• _EXERCISE TASKS_:
A. Answer these questions about the text on Duke's social groups, one per line:
(i) What clothing brand does the male Greek wear with nauseating consistency?
(ii) Which school does he act like he attends when posting on the anonymous e-forums?
(iii) What do independent students treat like their Bible?
B. Pick up the text on Duke's social groups after its final sentence and extend it.

• _TEXT EXCERPT_:
The male variety is equally curious. On campus, he projects faux dominance, strutting about with furrowed brow. His pants are a tad too tight and he wears Vineyard Vines with nauseating consistency. He doesn’t live on campus, but he occasionally shows up just to glare at Geeds playing spikeball. On weekday afternoons, when he is on his fourth Whiteclaw, he crawls out of his shell, cracks open the laptop and unleashes the brave keyboard warrior within. Only on the anonymous e-forums, far from the woke censors, does he feel truly free. There he can act like he attends the University of Alabama, a school where Greek Life is the supreme arbiter of social life, and not Duke, where Greek Life is a dwindling rump on the wrong side of history. 

That is one side of Duke’s social taxonomy. The other side is much larger, and thus more diverse, but nonetheless certain commonalities define Duke’s population of independent students. 

Unlike the Greeks, the independent does not define themselves by their gender or by their organizational affiliation. Their social identity is loose and formless, much like the drab sweatpants they wear daily. They treat Duke’s COVID rules like their Bible and Dean Blackshear’s emails like the revelations of a prophet. When thrill-seeking, they remove their mask in a restroom stall (it’s fun because no one knows!). Unlike the Greeks, who live for their weekly ritual of Friday night debauchery, the independent lives for those small, delicious moments of moral outrage. Life would be less sweet if they could not briefly feel superior to the latest befuddled administrator found guilty of a faux pas. These are the shock troops of the Duke-that-is-to-be, a university where RA events are the mainstay of social life and anonymously reporting fellow students is more popular than basketball.

• _LISTED ENTRIES_:
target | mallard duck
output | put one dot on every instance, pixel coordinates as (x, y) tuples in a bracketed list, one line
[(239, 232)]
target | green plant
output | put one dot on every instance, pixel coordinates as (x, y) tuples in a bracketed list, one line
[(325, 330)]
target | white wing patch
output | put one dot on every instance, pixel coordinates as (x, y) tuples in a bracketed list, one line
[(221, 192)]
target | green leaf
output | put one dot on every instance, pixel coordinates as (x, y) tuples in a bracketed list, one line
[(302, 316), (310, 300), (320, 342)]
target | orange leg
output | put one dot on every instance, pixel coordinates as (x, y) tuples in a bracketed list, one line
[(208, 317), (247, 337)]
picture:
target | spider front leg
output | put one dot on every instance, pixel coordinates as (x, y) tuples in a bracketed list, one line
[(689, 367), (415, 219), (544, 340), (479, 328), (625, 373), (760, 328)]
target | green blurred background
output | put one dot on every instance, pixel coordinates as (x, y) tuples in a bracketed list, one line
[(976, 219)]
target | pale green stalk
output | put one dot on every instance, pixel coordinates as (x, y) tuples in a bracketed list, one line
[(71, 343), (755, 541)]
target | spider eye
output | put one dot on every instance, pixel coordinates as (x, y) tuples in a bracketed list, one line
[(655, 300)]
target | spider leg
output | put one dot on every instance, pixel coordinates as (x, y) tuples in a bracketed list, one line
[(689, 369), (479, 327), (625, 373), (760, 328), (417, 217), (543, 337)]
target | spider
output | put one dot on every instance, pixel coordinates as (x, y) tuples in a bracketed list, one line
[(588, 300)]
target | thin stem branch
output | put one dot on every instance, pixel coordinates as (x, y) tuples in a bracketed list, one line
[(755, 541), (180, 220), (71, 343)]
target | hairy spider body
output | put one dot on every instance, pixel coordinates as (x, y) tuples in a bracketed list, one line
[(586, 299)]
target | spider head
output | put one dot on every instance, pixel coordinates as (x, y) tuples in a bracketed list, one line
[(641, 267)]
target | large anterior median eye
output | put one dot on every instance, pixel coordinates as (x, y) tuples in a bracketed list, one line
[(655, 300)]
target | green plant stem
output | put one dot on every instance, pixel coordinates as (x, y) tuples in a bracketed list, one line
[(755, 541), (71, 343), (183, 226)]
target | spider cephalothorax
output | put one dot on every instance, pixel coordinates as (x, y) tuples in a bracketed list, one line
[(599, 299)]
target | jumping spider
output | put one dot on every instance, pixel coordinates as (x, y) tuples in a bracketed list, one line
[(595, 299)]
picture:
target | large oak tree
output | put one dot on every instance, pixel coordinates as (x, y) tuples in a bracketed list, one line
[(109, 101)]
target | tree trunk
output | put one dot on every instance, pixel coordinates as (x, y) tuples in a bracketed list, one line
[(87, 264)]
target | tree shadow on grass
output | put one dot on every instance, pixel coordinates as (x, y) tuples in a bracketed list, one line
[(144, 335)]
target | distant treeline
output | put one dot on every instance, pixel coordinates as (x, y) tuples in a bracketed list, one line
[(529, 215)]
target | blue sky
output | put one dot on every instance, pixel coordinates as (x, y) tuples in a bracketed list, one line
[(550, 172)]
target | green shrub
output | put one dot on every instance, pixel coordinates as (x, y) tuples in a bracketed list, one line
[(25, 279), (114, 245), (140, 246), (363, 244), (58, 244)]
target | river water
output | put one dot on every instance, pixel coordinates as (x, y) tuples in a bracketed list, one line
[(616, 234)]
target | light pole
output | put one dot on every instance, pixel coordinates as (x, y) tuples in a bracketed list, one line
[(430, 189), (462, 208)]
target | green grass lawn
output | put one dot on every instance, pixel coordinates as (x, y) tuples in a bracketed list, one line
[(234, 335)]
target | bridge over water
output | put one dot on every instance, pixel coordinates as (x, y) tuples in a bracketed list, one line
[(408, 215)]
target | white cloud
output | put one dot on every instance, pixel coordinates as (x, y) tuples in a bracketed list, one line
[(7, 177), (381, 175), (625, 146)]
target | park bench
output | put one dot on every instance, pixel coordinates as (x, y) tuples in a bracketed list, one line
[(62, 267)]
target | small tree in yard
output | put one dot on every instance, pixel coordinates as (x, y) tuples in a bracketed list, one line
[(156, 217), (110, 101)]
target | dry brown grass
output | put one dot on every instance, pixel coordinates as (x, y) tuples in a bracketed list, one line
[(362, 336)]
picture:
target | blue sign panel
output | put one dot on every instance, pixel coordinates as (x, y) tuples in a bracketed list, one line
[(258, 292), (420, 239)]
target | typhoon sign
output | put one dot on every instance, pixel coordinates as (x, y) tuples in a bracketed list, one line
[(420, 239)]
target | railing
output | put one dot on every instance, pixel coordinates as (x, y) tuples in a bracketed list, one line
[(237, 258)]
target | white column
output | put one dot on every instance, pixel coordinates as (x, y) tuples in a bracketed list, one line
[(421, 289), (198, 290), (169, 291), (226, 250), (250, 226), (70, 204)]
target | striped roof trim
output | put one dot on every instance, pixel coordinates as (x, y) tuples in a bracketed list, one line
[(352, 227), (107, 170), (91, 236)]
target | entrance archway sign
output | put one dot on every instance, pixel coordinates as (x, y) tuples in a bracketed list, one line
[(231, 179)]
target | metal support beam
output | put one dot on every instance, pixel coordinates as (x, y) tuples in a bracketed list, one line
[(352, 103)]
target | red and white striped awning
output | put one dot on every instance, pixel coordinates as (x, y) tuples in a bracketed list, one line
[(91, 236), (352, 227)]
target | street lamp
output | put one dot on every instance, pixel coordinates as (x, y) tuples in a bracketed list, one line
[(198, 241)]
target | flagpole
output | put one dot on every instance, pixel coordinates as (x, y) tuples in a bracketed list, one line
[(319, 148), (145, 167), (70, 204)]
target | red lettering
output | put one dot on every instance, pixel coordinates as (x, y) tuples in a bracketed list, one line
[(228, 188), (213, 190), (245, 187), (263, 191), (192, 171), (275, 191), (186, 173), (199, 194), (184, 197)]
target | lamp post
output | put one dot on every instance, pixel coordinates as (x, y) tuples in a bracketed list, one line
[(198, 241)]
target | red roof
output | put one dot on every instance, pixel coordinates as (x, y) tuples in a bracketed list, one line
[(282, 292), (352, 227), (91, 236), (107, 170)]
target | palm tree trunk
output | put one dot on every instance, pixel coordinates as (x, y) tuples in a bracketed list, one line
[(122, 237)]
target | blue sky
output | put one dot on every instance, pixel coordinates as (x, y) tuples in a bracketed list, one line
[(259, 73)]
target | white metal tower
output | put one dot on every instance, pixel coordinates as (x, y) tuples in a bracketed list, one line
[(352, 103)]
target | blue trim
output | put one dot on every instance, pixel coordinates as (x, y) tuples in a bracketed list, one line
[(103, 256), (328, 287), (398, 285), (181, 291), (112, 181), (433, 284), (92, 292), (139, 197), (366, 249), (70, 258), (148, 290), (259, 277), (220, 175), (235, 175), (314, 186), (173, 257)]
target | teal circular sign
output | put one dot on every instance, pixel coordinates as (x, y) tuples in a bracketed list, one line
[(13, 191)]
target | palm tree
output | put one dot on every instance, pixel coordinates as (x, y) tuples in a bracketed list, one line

• _ANSWERS TO THIS EXERCISE_:
A.
(i) Vineyard Vines
(ii) The University of Alabama
(iii) Duke's COVID rules

B.
These characterizations are not my personal opinions. I am merely picking up and articulating what legions of students have been setting down online. “I am completely detached from these proceedings,” just “[a] spirit haunting the wires,” a humble stenographer of the Discourse as it unfolds before me. 

My observations reveal that these two populations hold irreconcilable conceptions of Duke. The Greeks generally subscribe to the traditional view of Duke as the “work hard, play hard” school, a place filled with driven, sociable students who get As on tests and tequila shots at Shooters. That Duke is dying. It’s obvious. The Cameron Crazies are really not that crazy anymore; they should be called the “Cameron Avid Fans” by this point. But that just doesn’t brand well. Consider that the Crazies used to throw toilet paper at the refs for “shitty” calls and hurl empty pizza boxes at the opposing bench for mockery’s sake. Today they just wave posters and wear face paint. 

More evidence that the “play” side of Duke’s culture has declined–you used to be able to host massive parties in KVille and on Central Campus and now we have school-sponsored cornhole games and a six-beers-per-person limit on LDOC. Bench burning after big victories was once spontaneous and passionate. Now it requires a permit and strict supervision. All the time-honored traditions are fading away–first-years can’t even blackout at O-Week parties anymore. So what’s the point of O-Week? 

If the “work hard, play hard” Duke is ending then what will take its place? In its place will be the independent’s conception of Duke, a school where students work hard, pause for online moral preening and then work harder. It will be a more woke Duke and a more careerist Duke. After all, there is no better career prep than being a studious adherent of the reigning ideology. 

Of course, students in the future will still have some time for fun. It’s just that some of Duke’s more problematic, less inclusive customs will have to be abolished to appease the shifting mores of each passing year. Wednesday night Shooters will become “Wednesday night restorative justice circling.” Instead of a déclassé barn party, the McKinsey info session will be that week’s must-attend event. 

We aren’t there yet. But we all see the signs of what is to come. The terminus will be when Duke is completely filled with shibboleth-spouting drones. And we will call that Progress.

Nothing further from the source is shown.